• Written task:
Can you convert the data, starting with its first line and going on through the line containing "[[146, 273], [98, 297]]" (both included), into a JSON list of strings, one string per line, with blank lines dropped? Leave the pictures out.

• Dataset entries:
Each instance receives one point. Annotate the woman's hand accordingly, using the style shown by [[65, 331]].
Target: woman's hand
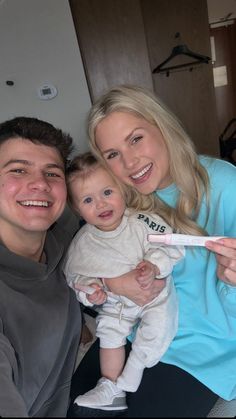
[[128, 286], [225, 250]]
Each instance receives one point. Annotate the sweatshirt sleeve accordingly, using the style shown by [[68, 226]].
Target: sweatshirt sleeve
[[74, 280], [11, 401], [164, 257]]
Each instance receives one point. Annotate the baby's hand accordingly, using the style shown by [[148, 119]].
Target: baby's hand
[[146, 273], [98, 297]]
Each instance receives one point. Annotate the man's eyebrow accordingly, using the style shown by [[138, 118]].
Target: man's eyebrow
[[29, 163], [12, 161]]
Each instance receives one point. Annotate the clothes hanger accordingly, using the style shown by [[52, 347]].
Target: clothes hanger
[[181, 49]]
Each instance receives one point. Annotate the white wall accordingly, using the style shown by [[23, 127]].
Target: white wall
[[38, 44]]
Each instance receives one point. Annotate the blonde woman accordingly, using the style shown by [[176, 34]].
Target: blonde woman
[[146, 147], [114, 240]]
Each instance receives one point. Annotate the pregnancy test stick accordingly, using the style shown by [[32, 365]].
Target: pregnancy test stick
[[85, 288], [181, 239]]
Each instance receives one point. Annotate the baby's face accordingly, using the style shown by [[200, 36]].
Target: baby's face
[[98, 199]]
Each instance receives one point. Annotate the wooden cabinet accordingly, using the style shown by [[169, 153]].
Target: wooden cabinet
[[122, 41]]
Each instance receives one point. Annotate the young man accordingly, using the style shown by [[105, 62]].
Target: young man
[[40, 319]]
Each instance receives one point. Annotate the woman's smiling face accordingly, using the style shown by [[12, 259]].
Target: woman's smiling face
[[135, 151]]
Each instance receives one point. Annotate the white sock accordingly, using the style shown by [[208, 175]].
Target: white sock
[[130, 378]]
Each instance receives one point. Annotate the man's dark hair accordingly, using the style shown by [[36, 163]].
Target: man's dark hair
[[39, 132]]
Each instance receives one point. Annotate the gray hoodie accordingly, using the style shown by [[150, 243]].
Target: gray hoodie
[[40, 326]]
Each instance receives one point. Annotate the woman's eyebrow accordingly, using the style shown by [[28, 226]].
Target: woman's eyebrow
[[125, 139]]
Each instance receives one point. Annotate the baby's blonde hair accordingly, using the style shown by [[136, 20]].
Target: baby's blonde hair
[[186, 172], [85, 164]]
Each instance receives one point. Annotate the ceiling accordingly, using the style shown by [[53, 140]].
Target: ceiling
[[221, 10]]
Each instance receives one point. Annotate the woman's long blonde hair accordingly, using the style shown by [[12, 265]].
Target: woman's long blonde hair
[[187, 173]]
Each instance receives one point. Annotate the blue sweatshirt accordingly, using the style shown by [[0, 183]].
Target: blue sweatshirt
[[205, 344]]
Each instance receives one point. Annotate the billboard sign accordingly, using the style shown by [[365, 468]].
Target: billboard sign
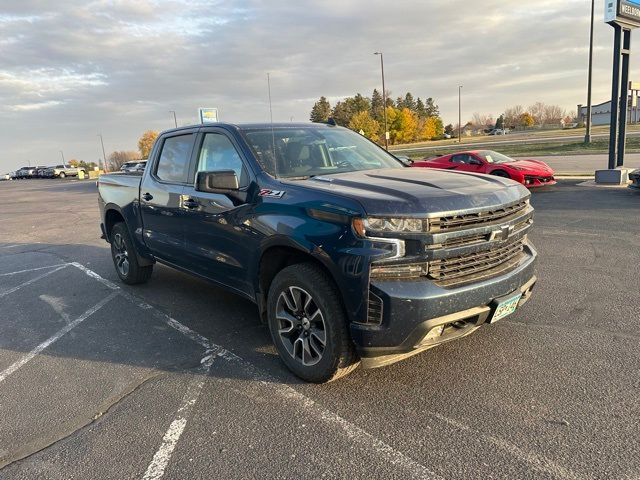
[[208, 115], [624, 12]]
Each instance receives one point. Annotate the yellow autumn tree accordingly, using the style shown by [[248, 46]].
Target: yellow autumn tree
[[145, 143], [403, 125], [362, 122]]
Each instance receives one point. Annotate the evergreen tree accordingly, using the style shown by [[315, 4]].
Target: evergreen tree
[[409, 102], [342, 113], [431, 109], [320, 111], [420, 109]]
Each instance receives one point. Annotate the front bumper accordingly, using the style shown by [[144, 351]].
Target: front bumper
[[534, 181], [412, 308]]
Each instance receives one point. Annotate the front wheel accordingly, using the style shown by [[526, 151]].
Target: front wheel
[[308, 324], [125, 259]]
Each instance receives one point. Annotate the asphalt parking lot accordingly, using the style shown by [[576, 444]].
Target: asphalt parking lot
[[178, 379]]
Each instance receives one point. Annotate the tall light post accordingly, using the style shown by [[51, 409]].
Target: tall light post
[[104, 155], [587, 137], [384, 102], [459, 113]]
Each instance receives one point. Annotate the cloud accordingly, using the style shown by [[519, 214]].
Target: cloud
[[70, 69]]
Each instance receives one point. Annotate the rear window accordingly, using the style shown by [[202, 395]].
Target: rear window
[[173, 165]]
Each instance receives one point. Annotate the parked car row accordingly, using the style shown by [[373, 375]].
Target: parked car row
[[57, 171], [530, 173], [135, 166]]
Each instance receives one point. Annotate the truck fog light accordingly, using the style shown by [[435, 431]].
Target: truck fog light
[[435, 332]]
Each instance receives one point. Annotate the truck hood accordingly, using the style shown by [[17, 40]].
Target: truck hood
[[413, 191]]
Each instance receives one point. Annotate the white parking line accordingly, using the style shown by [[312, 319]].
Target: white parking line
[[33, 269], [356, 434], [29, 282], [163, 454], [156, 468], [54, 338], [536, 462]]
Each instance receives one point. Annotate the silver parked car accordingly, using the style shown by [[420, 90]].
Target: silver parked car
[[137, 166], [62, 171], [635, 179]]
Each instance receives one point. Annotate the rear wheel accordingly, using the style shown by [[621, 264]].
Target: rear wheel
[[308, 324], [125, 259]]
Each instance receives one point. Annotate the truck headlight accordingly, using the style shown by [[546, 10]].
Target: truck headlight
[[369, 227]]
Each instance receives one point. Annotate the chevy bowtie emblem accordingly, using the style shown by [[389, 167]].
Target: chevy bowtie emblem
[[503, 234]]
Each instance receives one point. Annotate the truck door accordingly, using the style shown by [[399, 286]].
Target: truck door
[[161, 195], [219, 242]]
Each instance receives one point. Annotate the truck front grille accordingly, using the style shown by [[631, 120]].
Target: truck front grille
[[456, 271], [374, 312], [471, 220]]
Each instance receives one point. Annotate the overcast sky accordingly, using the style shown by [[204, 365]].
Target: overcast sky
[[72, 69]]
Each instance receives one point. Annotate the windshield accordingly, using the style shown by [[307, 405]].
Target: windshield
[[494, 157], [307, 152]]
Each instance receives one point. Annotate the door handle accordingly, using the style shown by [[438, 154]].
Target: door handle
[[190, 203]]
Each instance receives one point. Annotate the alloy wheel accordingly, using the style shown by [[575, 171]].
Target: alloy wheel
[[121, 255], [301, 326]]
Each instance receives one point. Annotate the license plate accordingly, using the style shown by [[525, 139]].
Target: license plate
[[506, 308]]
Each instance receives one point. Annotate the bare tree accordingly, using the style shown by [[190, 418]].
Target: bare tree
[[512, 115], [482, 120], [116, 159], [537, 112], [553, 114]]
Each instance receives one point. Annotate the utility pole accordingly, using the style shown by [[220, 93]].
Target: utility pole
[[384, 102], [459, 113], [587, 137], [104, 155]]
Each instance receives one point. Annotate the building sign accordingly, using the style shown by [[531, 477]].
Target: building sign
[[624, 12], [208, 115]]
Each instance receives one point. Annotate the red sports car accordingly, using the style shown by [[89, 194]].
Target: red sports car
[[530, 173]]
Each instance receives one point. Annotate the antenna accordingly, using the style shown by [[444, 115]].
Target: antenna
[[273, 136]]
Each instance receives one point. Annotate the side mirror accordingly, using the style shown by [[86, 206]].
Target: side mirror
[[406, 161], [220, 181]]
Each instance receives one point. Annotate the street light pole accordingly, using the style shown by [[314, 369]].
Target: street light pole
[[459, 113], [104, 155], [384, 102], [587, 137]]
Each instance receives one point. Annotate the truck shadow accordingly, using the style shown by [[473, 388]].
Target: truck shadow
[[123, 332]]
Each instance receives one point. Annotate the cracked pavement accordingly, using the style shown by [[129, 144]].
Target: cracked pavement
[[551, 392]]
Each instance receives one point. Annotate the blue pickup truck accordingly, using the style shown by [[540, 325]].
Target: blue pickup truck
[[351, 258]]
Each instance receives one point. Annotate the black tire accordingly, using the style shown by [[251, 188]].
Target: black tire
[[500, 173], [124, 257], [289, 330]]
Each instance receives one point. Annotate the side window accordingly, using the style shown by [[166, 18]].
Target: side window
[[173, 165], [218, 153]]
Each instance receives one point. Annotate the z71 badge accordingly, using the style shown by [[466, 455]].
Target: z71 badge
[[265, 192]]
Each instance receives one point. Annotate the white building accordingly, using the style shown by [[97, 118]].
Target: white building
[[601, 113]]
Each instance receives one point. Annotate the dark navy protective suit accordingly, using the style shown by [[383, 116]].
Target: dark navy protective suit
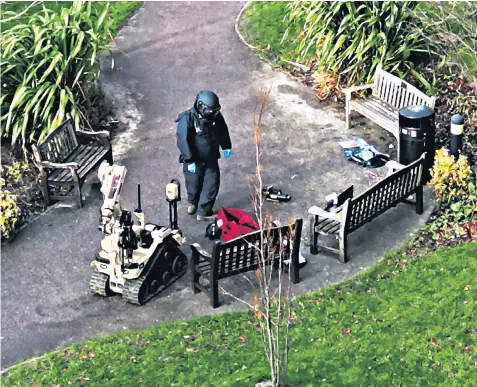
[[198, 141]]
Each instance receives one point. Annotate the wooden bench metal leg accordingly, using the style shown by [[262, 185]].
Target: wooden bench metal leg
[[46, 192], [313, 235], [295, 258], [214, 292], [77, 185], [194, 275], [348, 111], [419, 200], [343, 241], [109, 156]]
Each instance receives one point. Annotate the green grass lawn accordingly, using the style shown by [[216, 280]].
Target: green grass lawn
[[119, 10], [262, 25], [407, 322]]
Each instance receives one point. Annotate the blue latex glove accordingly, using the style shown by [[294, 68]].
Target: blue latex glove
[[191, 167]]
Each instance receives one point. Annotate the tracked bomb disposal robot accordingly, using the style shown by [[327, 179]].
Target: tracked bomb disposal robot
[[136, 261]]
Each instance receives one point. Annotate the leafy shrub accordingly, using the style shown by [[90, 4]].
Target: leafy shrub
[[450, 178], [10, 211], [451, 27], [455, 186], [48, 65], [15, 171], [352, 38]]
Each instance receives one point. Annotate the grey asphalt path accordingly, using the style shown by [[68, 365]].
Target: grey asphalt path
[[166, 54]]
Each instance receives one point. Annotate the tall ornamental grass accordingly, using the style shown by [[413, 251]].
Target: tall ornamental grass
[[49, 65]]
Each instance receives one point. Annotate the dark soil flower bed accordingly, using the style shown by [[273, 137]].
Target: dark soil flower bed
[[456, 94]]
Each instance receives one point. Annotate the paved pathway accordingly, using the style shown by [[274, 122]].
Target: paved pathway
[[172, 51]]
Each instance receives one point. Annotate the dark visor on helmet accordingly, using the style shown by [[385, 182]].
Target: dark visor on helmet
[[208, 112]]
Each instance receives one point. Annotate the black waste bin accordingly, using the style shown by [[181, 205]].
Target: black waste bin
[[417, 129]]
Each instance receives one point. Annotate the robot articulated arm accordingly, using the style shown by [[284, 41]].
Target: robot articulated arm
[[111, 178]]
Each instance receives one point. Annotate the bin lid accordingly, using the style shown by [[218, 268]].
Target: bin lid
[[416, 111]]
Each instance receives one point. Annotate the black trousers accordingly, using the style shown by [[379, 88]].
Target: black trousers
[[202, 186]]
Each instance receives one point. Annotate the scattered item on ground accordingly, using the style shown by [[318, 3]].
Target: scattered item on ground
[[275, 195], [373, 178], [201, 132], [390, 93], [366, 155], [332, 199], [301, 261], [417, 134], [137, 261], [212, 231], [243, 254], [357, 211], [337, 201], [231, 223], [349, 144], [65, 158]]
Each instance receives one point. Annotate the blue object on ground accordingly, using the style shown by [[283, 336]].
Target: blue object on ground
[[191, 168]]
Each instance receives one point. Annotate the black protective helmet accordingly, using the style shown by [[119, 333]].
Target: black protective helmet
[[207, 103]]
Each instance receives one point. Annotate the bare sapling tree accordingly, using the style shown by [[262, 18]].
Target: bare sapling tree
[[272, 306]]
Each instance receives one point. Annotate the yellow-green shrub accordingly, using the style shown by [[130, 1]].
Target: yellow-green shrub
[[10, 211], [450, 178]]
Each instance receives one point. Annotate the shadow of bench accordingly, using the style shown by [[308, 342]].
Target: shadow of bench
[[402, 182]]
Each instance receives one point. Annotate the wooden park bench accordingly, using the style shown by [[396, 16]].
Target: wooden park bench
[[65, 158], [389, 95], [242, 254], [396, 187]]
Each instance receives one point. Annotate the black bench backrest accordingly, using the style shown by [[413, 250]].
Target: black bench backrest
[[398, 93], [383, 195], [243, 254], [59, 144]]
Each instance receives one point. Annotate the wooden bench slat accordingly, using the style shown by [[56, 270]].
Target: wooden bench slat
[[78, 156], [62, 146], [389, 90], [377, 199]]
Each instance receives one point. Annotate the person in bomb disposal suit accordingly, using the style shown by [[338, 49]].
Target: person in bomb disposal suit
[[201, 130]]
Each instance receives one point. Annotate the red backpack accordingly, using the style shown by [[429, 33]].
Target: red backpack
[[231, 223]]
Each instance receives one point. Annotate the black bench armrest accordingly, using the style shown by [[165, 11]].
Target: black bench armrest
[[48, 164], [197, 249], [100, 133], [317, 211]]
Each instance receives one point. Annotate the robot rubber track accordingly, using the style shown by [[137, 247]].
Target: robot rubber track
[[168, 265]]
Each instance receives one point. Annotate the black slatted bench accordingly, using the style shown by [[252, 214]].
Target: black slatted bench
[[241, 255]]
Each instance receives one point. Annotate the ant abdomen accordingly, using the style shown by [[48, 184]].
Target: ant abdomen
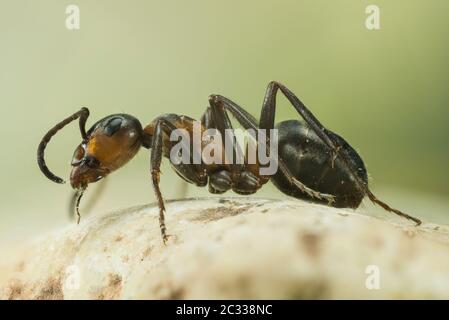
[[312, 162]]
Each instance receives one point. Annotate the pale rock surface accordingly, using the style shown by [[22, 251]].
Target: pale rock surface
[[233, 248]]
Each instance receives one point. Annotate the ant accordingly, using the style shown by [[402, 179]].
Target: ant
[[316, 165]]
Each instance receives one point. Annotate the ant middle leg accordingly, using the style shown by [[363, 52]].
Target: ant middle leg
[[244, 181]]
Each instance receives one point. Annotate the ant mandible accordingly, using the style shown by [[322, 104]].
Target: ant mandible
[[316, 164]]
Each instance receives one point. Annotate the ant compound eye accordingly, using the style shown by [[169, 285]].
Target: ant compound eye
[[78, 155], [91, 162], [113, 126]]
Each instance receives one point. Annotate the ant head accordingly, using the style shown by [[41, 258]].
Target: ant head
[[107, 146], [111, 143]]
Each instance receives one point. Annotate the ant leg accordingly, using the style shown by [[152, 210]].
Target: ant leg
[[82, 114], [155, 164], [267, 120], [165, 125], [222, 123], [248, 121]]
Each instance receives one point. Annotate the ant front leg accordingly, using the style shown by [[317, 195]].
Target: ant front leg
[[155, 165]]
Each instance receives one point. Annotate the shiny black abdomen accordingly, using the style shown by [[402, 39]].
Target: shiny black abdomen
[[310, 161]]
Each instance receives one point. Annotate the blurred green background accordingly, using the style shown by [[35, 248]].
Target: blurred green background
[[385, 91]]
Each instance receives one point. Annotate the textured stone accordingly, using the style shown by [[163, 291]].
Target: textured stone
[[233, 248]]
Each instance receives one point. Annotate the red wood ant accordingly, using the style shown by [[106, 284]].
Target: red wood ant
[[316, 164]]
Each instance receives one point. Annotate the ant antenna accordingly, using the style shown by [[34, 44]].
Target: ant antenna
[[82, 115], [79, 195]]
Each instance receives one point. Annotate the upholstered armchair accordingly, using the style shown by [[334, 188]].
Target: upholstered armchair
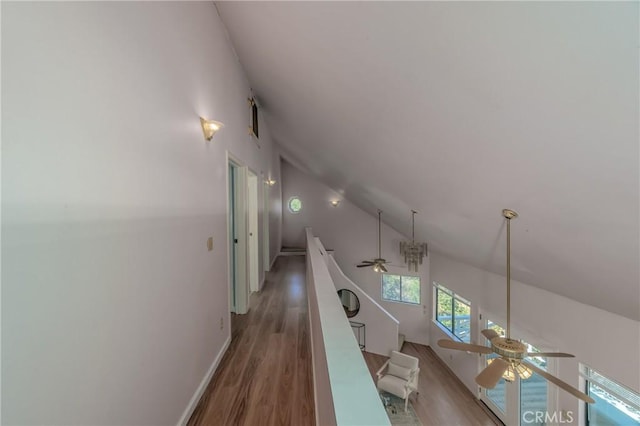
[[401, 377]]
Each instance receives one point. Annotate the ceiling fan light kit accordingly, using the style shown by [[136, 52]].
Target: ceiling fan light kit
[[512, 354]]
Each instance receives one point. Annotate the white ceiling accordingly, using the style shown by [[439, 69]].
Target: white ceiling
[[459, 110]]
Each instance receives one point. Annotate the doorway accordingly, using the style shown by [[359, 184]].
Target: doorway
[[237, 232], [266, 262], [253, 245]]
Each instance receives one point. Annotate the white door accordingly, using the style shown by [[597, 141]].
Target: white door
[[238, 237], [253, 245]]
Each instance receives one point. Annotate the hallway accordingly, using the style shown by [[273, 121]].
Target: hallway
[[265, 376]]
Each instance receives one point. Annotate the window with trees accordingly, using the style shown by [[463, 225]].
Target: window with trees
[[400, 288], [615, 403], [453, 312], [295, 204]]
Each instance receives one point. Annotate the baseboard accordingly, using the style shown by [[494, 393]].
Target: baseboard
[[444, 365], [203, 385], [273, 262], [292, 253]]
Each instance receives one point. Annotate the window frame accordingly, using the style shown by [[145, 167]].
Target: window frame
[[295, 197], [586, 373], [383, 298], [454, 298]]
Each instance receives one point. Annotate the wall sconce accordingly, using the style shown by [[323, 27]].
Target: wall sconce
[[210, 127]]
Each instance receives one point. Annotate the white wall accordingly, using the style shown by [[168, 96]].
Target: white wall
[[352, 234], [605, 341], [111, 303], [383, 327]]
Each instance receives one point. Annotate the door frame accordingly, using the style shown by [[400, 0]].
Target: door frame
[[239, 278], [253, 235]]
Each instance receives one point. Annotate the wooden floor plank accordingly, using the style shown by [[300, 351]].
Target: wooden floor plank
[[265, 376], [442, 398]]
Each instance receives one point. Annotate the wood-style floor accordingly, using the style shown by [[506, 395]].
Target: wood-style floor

• Reply to the task:
[
  "Each instance receives one point. Annotate the woman's hand accordingly, using the style shown by [[65, 331]].",
  "Target: woman's hand",
  "[[128, 286], [225, 250]]",
  "Each instance receives one point. Annotate the sweatshirt sleeve accordingly, using the style shown by [[68, 226]].",
  "Target: sweatshirt sleeve",
  "[[74, 280], [11, 401], [164, 257]]",
  "Each instance receives one point. Annotate the baby's hand accordingly, using the style shown by [[148, 119]].",
  "Target: baby's hand",
  "[[146, 273], [98, 297]]"
]